:: Task instructions ::
Go through the data and report each line that holds the string "building".

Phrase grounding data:
/---
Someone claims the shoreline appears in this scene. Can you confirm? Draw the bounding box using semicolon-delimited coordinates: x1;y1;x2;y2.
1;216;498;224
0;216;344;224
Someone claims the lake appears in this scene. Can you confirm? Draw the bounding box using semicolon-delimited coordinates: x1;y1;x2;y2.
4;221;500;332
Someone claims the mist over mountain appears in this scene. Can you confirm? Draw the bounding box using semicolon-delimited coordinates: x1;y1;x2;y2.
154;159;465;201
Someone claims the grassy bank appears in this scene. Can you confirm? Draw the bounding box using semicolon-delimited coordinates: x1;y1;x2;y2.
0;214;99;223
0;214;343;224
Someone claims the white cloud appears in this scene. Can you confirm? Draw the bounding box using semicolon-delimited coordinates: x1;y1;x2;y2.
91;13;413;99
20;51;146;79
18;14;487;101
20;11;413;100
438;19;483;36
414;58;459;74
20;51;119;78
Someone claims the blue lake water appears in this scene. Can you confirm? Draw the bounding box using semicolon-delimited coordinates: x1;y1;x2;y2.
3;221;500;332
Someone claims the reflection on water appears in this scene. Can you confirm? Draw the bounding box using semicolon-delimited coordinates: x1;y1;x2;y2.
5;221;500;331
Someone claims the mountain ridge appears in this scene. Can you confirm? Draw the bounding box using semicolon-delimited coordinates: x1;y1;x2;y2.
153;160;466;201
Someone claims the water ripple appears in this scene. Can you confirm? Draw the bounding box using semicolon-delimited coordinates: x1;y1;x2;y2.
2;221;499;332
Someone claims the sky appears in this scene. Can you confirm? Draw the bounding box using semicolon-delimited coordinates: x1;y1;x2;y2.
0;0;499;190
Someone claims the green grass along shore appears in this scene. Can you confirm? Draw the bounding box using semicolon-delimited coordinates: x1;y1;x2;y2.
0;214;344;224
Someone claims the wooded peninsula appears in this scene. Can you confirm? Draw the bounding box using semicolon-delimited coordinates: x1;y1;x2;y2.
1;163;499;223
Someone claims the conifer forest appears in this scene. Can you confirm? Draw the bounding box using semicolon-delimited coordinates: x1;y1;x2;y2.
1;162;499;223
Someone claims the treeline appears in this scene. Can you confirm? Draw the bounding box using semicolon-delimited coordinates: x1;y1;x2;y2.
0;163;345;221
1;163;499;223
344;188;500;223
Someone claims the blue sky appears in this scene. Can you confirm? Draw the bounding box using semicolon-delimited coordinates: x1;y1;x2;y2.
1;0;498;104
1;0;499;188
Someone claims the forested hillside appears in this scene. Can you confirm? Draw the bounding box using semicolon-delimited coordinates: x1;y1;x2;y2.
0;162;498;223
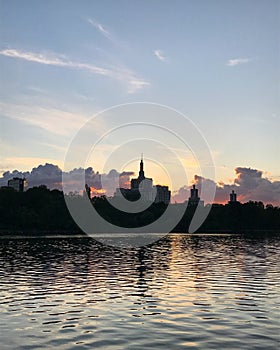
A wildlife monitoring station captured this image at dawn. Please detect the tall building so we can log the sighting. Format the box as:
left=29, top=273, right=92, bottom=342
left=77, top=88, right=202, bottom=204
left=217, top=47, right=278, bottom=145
left=129, top=155, right=154, bottom=201
left=7, top=177, right=26, bottom=192
left=131, top=155, right=153, bottom=190
left=154, top=185, right=171, bottom=204
left=187, top=184, right=204, bottom=207
left=114, top=156, right=170, bottom=204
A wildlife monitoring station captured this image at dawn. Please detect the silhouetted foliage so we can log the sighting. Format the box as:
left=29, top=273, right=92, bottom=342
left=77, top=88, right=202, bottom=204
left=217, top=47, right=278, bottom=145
left=0, top=186, right=77, bottom=232
left=0, top=186, right=279, bottom=234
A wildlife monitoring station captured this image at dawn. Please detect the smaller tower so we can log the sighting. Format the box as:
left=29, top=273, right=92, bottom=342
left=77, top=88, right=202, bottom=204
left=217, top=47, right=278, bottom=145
left=190, top=184, right=199, bottom=199
left=188, top=184, right=203, bottom=206
left=7, top=177, right=26, bottom=192
left=229, top=190, right=237, bottom=203
left=85, top=184, right=91, bottom=199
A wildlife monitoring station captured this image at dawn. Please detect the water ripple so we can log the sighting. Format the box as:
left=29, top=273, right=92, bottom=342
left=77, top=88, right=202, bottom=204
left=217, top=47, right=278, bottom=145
left=0, top=234, right=279, bottom=349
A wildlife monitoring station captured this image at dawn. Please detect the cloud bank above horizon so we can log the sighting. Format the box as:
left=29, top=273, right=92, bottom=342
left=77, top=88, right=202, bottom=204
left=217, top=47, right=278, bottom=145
left=173, top=167, right=280, bottom=205
left=0, top=163, right=279, bottom=206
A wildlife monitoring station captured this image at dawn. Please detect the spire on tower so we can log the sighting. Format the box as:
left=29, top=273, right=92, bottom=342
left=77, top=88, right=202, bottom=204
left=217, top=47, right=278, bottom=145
left=139, top=154, right=145, bottom=179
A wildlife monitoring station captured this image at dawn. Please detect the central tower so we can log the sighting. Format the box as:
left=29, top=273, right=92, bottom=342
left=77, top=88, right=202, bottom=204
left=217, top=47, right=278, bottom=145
left=138, top=154, right=145, bottom=180
left=114, top=155, right=170, bottom=204
left=131, top=155, right=152, bottom=190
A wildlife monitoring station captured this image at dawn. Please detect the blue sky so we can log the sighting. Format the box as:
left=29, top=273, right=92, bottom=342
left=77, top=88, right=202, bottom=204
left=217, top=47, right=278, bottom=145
left=0, top=0, right=279, bottom=193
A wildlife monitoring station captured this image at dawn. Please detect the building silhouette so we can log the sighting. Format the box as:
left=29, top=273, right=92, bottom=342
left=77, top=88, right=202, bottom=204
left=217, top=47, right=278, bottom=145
left=114, top=156, right=170, bottom=204
left=7, top=177, right=26, bottom=192
left=228, top=190, right=239, bottom=204
left=131, top=156, right=153, bottom=189
left=85, top=184, right=91, bottom=199
left=154, top=185, right=171, bottom=204
left=130, top=155, right=154, bottom=201
left=187, top=184, right=204, bottom=207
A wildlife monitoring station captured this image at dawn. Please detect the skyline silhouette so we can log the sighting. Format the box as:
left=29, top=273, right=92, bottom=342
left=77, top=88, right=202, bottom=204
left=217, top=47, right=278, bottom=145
left=0, top=161, right=279, bottom=206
\---
:: Written response ::
A wildlife monitoring station captured this image at dawn. Please detect the tall building so we can log the sighting. Format the box as:
A wildlife monitoring station captured this image at dawn. Please detect the building silhouette so we can log the sighting. Format the box as:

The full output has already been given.